DOCUMENT SECTION:
Chappell has done everything except win

Profile image for By Doug Ferguson
By Doug Ferguson

ST. SIMONS ISLAND, Ga. — Offer one mulligan to Kevin Chappell for the last year and the rules are bound to be broken.

He mentioned the tee shot on the 18th hole at Bay Hill that was buried in deep rough and forced him to lay up, and he finished one shot behind Jason Day. He mentioned the tee shot on the 17th hole at East Lake that missed the fairway by two steps and sunk to the bottom of the Bermuda rough, leading to an untimely bogey at the Tour Championship that cost him the lead.

Halfway through talking about the tee shot on the 18th in regulation at East Lake, he was reminded he could take only one shot back.

“I know, I know,” Chappell replied.

“How about 18 at Bay Hill?” he said after a long pause. “If I handled that situation differently, maybe the other two don’t happen.”

It’s easy to think about everything that didn’t go Chappell’s way over the last year because he is still searching for his first PGA Tour victory going into the RSM Classic at Sea Island, the final official PGA Tour event of the year.

The 30-year-old Californian doesn’t see it that way.

He was runner-up three times against some of the strongest fields, losing to the top two players in the world without doing much wrong. Jason Day beat him at the Arnold Palmer Invitational and The Players Championship, and Rory McIlroy beat Chappell and Ryan Moore at the Tour Championship.

Chappell rose to No. 28 in the world and went places he had never been. He played in the World Golf Championships for the first time, at the Bridgestone Invitational (tie for third behind Dustin Johnson) and the HSBC Champions. He made his inaugural trip to the British Open. He’ll make his debut in the Masters next year.

Missing from that itinerary is Kapalua for the winners-only Tournament of Champions.

“The competitor in me never wants to get that close that many times and not close,” Chappell said. “In the long run, that might be a great thing.”

He mentioned the patience of Steve Stricker and the relatively slow start by Day, the No. 1 player in the world who won just one time in his first six years on tour. Chappell finished last season at No. 8 on the money list with just over $4.5 million.

It’s hard to get hung up on the negatives.

“It can never be a bad thing to play that much good golf,” Chappell said.

If he were to win this week — he was runner-up a year ago to Kevin Kisner — he won’t go to Kapalua because his wife, Elizabeth, is due to give birth to their second child in January. Chappell’s final event of the year is the Franklin Templeton Shootout, another perk to having a big year.

PROVIDED INFORMATION:
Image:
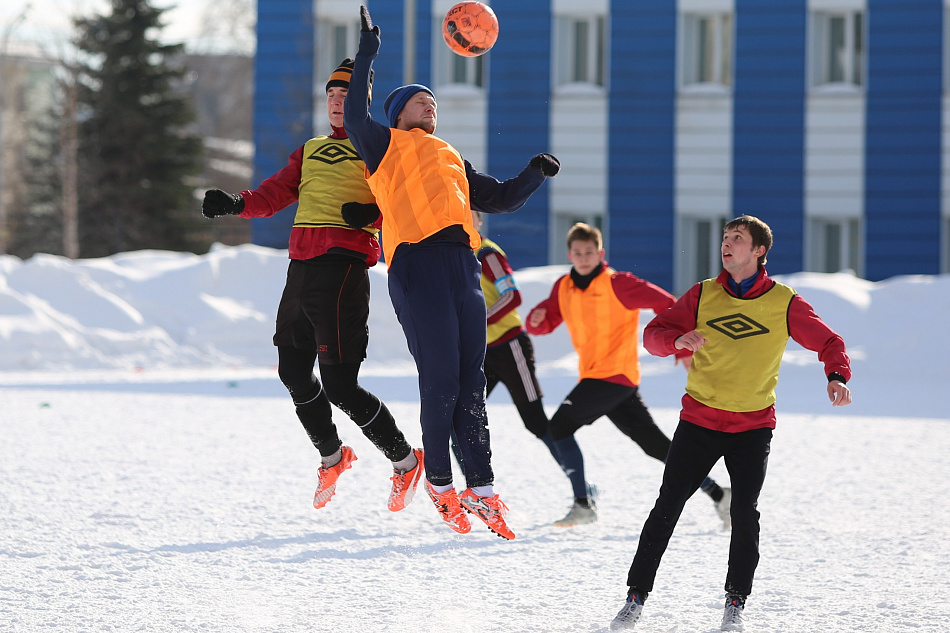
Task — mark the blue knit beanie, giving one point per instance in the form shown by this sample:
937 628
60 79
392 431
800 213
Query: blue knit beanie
397 99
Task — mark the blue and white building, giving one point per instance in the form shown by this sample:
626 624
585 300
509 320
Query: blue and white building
826 118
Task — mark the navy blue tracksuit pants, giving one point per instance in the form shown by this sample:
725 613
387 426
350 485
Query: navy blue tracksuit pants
436 292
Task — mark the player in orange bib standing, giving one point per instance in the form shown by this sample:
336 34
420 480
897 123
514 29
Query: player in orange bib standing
736 328
426 192
602 310
324 308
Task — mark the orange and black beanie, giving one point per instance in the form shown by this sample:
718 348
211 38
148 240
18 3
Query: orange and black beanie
341 76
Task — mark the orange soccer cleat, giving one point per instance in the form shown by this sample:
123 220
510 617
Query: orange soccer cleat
328 476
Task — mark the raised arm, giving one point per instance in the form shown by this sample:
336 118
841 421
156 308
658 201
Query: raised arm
371 139
490 195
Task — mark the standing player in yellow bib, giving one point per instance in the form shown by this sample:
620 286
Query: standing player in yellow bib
736 327
324 309
601 308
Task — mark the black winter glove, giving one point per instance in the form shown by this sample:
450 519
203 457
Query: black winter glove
217 203
366 22
357 214
548 165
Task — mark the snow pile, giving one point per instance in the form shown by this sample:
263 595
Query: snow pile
150 311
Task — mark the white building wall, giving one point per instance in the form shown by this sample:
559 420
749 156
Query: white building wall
579 140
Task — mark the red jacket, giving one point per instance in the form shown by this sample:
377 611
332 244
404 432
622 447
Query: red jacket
282 190
804 326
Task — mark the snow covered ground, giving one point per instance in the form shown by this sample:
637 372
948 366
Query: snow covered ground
154 476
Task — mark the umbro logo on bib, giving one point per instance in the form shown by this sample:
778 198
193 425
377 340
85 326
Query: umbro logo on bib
333 153
737 326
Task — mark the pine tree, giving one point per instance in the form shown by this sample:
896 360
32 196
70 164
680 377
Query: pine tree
135 153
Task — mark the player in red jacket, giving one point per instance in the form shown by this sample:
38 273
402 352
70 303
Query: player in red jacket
324 309
736 327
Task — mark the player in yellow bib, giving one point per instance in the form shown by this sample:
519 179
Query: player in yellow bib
324 309
735 327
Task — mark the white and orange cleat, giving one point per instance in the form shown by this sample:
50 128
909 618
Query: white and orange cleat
328 476
447 503
491 510
405 483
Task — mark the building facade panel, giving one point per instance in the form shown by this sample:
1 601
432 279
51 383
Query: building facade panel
823 117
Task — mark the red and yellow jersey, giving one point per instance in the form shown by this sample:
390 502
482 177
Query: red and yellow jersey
421 188
325 161
501 293
737 369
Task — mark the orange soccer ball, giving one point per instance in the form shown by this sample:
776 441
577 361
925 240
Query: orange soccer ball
470 29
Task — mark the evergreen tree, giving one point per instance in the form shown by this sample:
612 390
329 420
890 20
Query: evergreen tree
135 152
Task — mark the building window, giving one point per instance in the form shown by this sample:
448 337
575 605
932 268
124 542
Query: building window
835 245
706 50
837 49
945 264
700 249
581 50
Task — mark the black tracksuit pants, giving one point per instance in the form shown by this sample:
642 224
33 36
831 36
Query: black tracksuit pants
693 452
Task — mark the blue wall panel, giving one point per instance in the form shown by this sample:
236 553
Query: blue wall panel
641 116
769 123
903 148
519 119
283 100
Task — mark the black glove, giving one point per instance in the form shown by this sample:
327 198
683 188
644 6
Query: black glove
366 22
357 214
548 165
219 202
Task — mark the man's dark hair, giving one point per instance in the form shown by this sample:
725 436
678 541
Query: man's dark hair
759 231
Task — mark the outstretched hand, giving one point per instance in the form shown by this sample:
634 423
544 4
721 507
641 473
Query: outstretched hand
218 203
366 22
547 163
692 341
838 393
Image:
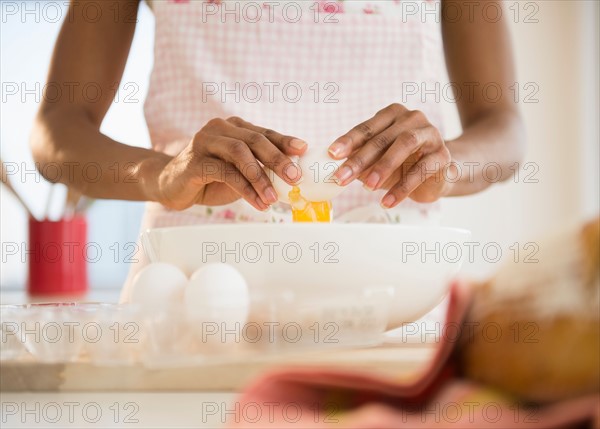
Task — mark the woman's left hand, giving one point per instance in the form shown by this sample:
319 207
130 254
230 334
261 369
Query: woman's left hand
398 150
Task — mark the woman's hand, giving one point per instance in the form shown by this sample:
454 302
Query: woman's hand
398 150
221 164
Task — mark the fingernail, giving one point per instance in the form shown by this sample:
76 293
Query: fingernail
372 181
336 149
262 206
388 201
271 195
297 144
343 174
293 173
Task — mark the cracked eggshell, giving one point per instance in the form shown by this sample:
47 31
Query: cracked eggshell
318 169
281 187
317 176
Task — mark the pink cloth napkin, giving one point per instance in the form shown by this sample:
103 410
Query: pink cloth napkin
328 397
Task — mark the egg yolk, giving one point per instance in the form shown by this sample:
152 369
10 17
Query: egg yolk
308 211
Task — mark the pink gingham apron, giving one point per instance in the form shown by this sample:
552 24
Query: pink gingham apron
311 68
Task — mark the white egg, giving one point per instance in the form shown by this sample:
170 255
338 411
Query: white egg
217 293
317 176
318 169
158 285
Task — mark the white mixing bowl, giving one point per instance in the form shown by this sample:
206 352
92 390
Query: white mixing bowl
311 259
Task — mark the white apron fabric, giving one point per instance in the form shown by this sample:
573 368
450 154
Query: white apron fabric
316 79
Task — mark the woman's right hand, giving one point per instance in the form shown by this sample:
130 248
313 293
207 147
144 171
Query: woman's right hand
221 165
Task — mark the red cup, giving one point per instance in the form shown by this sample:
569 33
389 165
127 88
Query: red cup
56 257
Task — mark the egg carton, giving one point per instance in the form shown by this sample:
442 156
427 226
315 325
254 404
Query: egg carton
129 334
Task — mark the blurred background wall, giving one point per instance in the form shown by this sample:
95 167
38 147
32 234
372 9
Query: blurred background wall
556 48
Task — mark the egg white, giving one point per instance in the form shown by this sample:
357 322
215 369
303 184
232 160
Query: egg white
317 182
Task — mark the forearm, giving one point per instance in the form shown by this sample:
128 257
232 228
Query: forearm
69 148
487 152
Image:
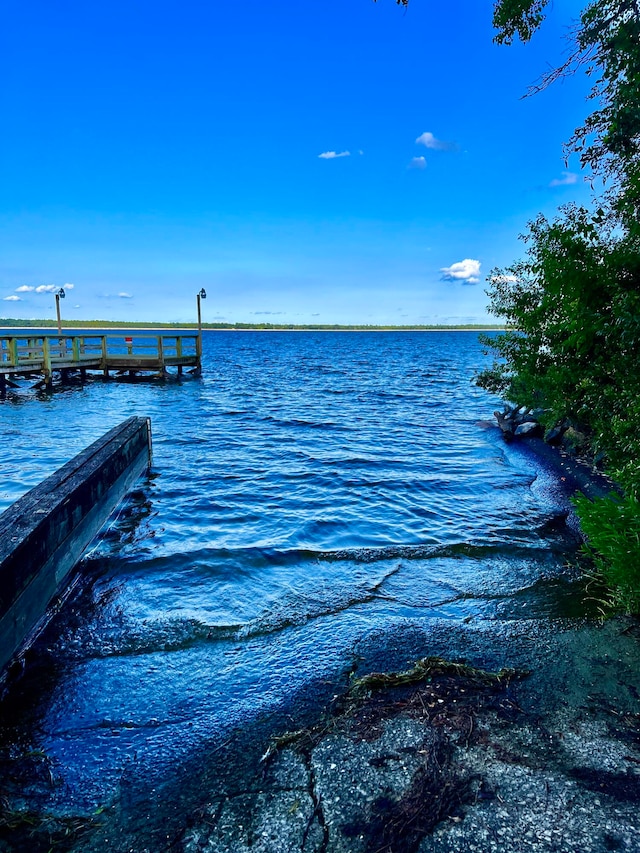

EXERCISE REQUIREMENTS:
1: Extract the passage of the Chappell article between "Profile image for" and "one shot back.", inclusive.
2: Pull out every line of the entries that contains the string "mixing".
The Chappell article and the entries are separate material.

RESPONSES TO THE TASKS:
1:
Profile image for By Doug Ferguson
By Doug Ferguson

ST. SIMONS ISLAND, Ga. — Offer one mulligan to Kevin Chappell for the last year and the rules are bound to be broken.

He mentioned the tee shot on the 18th hole at Bay Hill that was buried in deep rough and forced him to lay up, and he finished one shot behind Jason Day. He mentioned the tee shot on the 17th hole at East Lake that missed the fairway by two steps and sunk to the bottom of the Bermuda rough, leading to an untimely bogey at the Tour Championship that cost him the lead.

Halfway through talking about the tee shot on the 18th in regulation at East Lake, he was reminded he could take only one shot back.

2:
Task — mark the white mixing bowl, giving one point per instance in the form shown by this sample:
Query: white mixing bowl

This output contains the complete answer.